▸ 課題の指示: 後に示す仏山の女児事件についての文章のうち、「普通の神経の持ち主なら見るに」から「会病理現象のが潜んでいます。」までの部分を、一字も変えずに書き写しなさい。

▸ ページ:

普通の神経の持ち主なら見るに耐えられない悲惨な映像だ。人間はここまで冷酷になれるものなのか、恐ろしくなり映像から眼を背けてしまった。できることならこんな地獄の映像はカットしてもらいたい。
微小の救いといえば、インターネットでこの映像を見た多くの中国の人が、中国社会の道徳心の廃頽に衝撃を受け、「仏山に仏はいない」と抗議が巻き起こったことです。
中国の人はけしてここまで非情ではない。知り合えば多くの人は情深く良い人たちです。この非情さにはこの国に内在している社会病理現象のが潜んでいます。
昨年13万人を対象に、「転んだ老人を助けるか」のアンケートを実施したところ。「助ける」と回答したのはわずか4%でした。「助けない」と回答した人の87%が、「助けた後が怖いから」という理由からでした。この女児事件で助けたのは19人中に1人で、奇しくも4%の回答とほぼ一致しています。

(ラベル付き地点の記録)
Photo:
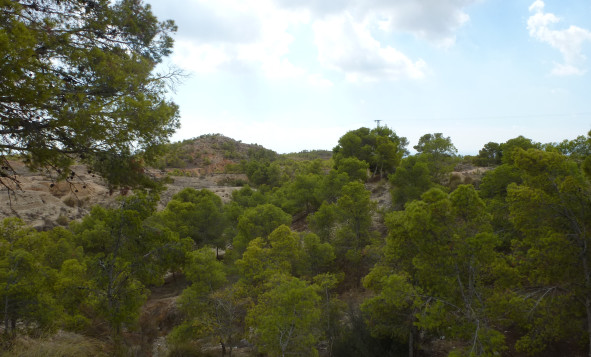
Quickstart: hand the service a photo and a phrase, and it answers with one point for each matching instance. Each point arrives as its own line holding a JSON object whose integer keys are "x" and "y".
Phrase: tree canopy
{"x": 78, "y": 83}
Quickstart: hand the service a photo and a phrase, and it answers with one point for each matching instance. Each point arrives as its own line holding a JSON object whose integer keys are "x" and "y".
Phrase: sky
{"x": 295, "y": 75}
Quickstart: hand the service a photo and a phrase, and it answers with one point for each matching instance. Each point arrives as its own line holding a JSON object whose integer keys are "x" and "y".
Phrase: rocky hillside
{"x": 201, "y": 163}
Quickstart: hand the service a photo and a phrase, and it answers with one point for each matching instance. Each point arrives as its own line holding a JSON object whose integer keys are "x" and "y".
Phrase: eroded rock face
{"x": 44, "y": 203}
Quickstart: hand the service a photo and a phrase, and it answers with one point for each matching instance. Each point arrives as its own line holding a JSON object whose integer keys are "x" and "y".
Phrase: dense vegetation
{"x": 301, "y": 261}
{"x": 490, "y": 267}
{"x": 78, "y": 84}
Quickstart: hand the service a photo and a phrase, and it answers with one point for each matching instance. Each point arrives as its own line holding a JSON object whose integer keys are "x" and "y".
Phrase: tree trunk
{"x": 411, "y": 347}
{"x": 6, "y": 314}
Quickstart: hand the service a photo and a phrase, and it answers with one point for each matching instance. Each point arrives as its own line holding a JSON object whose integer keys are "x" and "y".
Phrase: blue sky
{"x": 296, "y": 75}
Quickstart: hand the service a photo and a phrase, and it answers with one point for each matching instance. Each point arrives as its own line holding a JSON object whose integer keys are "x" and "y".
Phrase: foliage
{"x": 439, "y": 154}
{"x": 381, "y": 148}
{"x": 79, "y": 84}
{"x": 258, "y": 221}
{"x": 26, "y": 284}
{"x": 286, "y": 317}
{"x": 439, "y": 254}
{"x": 411, "y": 179}
{"x": 489, "y": 155}
{"x": 550, "y": 209}
{"x": 123, "y": 255}
{"x": 198, "y": 215}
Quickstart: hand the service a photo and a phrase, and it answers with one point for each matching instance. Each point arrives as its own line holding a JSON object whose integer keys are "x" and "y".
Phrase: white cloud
{"x": 257, "y": 36}
{"x": 568, "y": 41}
{"x": 236, "y": 35}
{"x": 433, "y": 20}
{"x": 349, "y": 47}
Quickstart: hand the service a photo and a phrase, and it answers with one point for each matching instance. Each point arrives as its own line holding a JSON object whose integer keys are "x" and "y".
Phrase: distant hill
{"x": 210, "y": 153}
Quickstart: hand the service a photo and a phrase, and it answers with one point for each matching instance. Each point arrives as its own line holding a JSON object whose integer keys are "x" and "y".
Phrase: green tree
{"x": 550, "y": 208}
{"x": 410, "y": 180}
{"x": 440, "y": 155}
{"x": 381, "y": 148}
{"x": 436, "y": 144}
{"x": 123, "y": 256}
{"x": 198, "y": 215}
{"x": 489, "y": 155}
{"x": 439, "y": 255}
{"x": 26, "y": 284}
{"x": 258, "y": 221}
{"x": 210, "y": 307}
{"x": 79, "y": 84}
{"x": 285, "y": 319}
{"x": 509, "y": 147}
{"x": 356, "y": 169}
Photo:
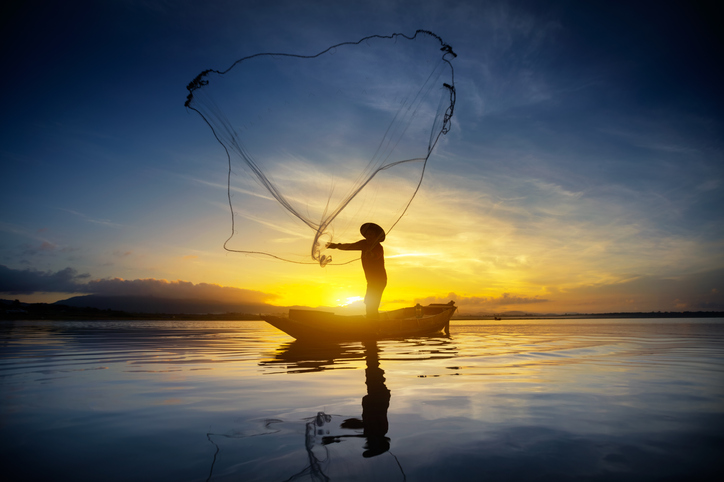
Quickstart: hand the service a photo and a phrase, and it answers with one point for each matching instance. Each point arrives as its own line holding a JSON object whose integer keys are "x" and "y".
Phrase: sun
{"x": 349, "y": 300}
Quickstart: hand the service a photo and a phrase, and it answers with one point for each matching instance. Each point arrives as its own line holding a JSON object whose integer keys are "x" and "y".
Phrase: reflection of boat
{"x": 322, "y": 325}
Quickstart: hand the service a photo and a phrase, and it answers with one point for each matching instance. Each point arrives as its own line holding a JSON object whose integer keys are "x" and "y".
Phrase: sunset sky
{"x": 583, "y": 171}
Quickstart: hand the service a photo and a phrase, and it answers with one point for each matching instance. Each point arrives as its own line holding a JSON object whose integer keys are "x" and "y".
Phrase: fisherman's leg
{"x": 373, "y": 297}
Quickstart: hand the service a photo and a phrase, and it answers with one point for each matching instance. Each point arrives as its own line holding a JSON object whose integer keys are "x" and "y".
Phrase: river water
{"x": 521, "y": 400}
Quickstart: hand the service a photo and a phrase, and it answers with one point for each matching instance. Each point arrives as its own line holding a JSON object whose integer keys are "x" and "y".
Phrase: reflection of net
{"x": 327, "y": 141}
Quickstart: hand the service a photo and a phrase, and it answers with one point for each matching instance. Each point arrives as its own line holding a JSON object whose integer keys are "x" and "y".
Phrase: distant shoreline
{"x": 54, "y": 312}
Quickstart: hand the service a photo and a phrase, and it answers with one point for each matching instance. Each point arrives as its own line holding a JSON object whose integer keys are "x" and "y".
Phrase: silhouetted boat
{"x": 405, "y": 322}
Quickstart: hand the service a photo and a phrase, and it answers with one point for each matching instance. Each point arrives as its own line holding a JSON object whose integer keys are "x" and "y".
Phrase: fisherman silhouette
{"x": 373, "y": 264}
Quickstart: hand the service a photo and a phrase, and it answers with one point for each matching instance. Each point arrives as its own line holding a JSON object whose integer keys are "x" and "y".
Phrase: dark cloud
{"x": 29, "y": 281}
{"x": 471, "y": 303}
{"x": 175, "y": 289}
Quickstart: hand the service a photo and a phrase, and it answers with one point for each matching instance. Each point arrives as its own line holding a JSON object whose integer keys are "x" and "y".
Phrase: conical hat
{"x": 376, "y": 230}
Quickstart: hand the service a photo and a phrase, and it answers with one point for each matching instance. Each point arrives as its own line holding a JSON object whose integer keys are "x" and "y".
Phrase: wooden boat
{"x": 325, "y": 326}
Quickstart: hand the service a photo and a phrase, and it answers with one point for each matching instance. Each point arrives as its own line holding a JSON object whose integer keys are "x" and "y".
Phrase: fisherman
{"x": 373, "y": 263}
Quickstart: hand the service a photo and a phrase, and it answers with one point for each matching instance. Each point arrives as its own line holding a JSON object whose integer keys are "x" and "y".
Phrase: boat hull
{"x": 323, "y": 326}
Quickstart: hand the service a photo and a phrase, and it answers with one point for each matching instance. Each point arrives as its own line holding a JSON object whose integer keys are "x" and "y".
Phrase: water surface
{"x": 514, "y": 400}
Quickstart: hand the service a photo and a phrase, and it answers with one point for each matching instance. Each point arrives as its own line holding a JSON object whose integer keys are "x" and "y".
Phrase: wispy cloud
{"x": 101, "y": 222}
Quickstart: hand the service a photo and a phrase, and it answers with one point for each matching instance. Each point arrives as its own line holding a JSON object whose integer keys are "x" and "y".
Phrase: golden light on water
{"x": 349, "y": 300}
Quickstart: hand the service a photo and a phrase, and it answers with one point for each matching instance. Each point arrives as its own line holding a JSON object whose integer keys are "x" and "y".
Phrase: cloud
{"x": 176, "y": 289}
{"x": 478, "y": 303}
{"x": 29, "y": 281}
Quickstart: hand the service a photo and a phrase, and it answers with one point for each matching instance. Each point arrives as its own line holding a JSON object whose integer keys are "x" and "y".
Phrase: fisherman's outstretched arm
{"x": 358, "y": 246}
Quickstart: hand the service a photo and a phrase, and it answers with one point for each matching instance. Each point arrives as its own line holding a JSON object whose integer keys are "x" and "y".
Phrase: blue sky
{"x": 583, "y": 170}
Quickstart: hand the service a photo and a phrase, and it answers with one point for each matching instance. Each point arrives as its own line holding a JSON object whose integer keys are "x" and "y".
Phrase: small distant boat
{"x": 325, "y": 326}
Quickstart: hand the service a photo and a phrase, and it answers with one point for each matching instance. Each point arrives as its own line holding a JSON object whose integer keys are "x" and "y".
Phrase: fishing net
{"x": 319, "y": 144}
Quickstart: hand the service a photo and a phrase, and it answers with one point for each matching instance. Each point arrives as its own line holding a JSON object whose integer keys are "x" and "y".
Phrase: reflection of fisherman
{"x": 374, "y": 406}
{"x": 373, "y": 263}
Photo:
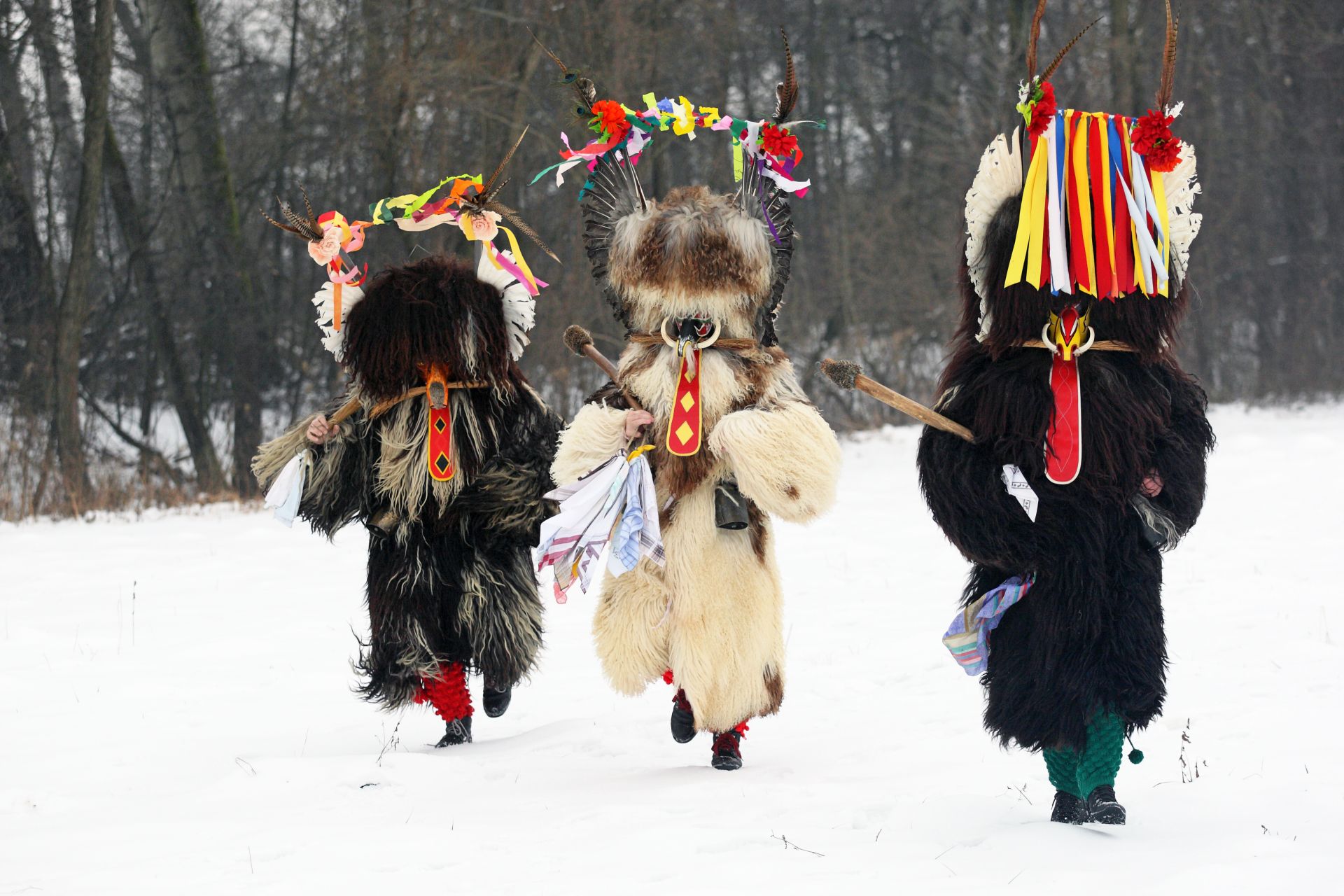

▸ 本課題の解答:
普通の神経の持ち主なら見るに耐えられない悲惨な映像だ。人間はここまで冷酷になれるものなのか、恐ろしくなり映像から眼を背けてしまった。できることならこんな地獄の映像はカットしてもらいたい。
微小の救いといえば、インターネットでこの映像を見た多くの中国の人が、中国社会の道徳心の廃頽に衝撃を受け、「仏山に仏はいない」と抗議が巻き起こったことです。
中国の人はけしてここまで非情ではない。知り合えば多くの人は情深く良い人たちです。この非情さにはこの国に内在している社会病理現象のが潜んでいます。